**YOUR GOAL:**
Reproduce all records below exactly.

**RECORDED DATA:**
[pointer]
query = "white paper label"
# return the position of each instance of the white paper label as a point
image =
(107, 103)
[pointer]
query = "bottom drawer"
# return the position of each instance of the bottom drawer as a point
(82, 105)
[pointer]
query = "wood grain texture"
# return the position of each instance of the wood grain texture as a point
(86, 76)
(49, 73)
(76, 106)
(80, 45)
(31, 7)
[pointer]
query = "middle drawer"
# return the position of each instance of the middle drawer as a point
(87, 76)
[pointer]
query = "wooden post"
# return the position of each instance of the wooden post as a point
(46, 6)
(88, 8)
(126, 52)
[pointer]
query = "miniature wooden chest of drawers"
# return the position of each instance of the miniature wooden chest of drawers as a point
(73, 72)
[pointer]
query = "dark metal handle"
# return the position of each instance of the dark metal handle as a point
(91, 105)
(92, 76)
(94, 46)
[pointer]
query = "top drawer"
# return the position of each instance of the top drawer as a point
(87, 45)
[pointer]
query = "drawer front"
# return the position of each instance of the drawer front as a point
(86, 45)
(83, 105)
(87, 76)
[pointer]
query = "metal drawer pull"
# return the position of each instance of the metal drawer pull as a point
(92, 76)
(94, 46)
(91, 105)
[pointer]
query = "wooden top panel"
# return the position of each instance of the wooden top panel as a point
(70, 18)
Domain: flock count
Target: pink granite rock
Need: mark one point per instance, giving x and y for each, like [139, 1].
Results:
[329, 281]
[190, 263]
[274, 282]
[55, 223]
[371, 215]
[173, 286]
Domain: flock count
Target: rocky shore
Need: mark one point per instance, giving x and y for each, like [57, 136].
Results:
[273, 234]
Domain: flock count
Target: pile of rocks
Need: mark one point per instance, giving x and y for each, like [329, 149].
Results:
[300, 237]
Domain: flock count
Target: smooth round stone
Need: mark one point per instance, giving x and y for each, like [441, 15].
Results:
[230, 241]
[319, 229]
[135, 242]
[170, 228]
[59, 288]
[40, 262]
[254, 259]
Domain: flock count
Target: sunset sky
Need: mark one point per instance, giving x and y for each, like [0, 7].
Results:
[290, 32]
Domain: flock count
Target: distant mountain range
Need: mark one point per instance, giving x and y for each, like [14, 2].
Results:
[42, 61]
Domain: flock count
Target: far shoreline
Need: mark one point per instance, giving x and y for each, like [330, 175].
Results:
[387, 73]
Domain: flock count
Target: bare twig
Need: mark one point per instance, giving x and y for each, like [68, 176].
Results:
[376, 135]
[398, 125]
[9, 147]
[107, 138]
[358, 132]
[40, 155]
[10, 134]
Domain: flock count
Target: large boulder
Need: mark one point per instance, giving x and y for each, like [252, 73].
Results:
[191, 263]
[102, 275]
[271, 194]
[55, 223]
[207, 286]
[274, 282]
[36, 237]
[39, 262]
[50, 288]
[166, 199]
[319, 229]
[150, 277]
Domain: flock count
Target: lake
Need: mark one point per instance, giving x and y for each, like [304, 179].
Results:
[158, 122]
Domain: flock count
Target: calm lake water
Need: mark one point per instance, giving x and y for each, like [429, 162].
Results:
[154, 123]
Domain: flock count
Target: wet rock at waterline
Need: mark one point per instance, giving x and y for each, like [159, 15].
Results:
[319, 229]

**RESPONSE:**
[pointer]
query = "white paper label"
# return the position of each instance of the white paper label as a point
image =
(107, 103)
[pointer]
query = "bottom drawer"
# return the position of each instance of the bottom drawer as a point
(82, 105)
[pointer]
query = "wood grain texture"
# return the position of each instance of the wood grain texture as a point
(86, 76)
(49, 73)
(76, 106)
(80, 45)
(31, 7)
[pointer]
query = "middle drawer"
# return the position of each instance of the middle drawer as a point
(87, 76)
[pointer]
query = "wooden post"
# return the position of each instance of the wooden post as a point
(46, 6)
(88, 8)
(126, 52)
[pointer]
query = "miniature wooden chest of drawers"
# return the position of each instance of the miniature wooden chest of drawers as a point
(73, 72)
[pointer]
query = "dark metal handle"
# return the position of each instance of the dark metal handle as a point
(91, 105)
(92, 76)
(94, 46)
[pointer]
query = "top drawer"
# return the position of each instance of the top drawer as a point
(87, 45)
[pointer]
query = "drawer front"
# return the position of each instance of the drawer front as a point
(86, 45)
(83, 105)
(87, 76)
[pointer]
query = "metal drawer pull"
# return the position of each instance of the metal drawer pull as a point
(92, 76)
(94, 46)
(91, 105)
[pointer]
query = "wooden top panel"
# return the position of each instance of the wooden top panel as a point
(70, 18)
Domain: flock count
Target: pink granite rock
Need: mark one point per instance, giving x and y for each, like [139, 1].
Results:
[329, 281]
[190, 263]
[274, 282]
[55, 223]
[371, 215]
[173, 286]
Domain: flock count
Target: rocky shore
Need: mark one point per instance, giving x and y for each, like [57, 136].
Results:
[273, 234]
Domain: flock count
Target: pile of rocks
Need: mark one point per instance, giving x and y for each, like [329, 149].
Results:
[300, 237]
Domain: flock count
Target: smooth round stone
Need: mark one point per instance, giving x and y for each, like [441, 15].
Results:
[230, 241]
[319, 229]
[135, 242]
[170, 228]
[59, 288]
[40, 262]
[254, 259]
Domain: flock count
Target: sunset sky
Need: mark one point per instance, giving x and y for each, like [0, 7].
Results:
[290, 32]
Domain: flock count
Target: distant mountain range
Need: mark one point per instance, giving x and y for each, like [14, 2].
Results:
[42, 61]
Domain: flock count
Target: far shoreline
Need: mark one point per instance, giving x and y for each, like [330, 175].
Results:
[387, 73]
Domain: flock count
Target: bare twig
Need: mark one point per instance, giving x and y for each, like [68, 176].
Results:
[376, 135]
[398, 125]
[9, 147]
[107, 138]
[358, 132]
[40, 155]
[10, 134]
Domain: flock count
Target: large boulder
Need: mark one point per instance, giving x and y for each, like [252, 73].
Results:
[191, 263]
[102, 275]
[271, 194]
[55, 223]
[207, 286]
[274, 282]
[36, 237]
[39, 262]
[50, 288]
[166, 199]
[319, 229]
[150, 277]
Domain: flock count
Target: lake
Need: mark one point per instance, giving x and y for each, like [304, 179].
Results:
[158, 122]
Domain: flock count
Target: calm lake water
Need: mark one point per instance, giving x and y for each, like [429, 162].
Results:
[154, 123]
Domain: flock count
Target: wet rock at waterline
Need: mark one point per instance, giving x and y for each, like [159, 15].
Results:
[319, 229]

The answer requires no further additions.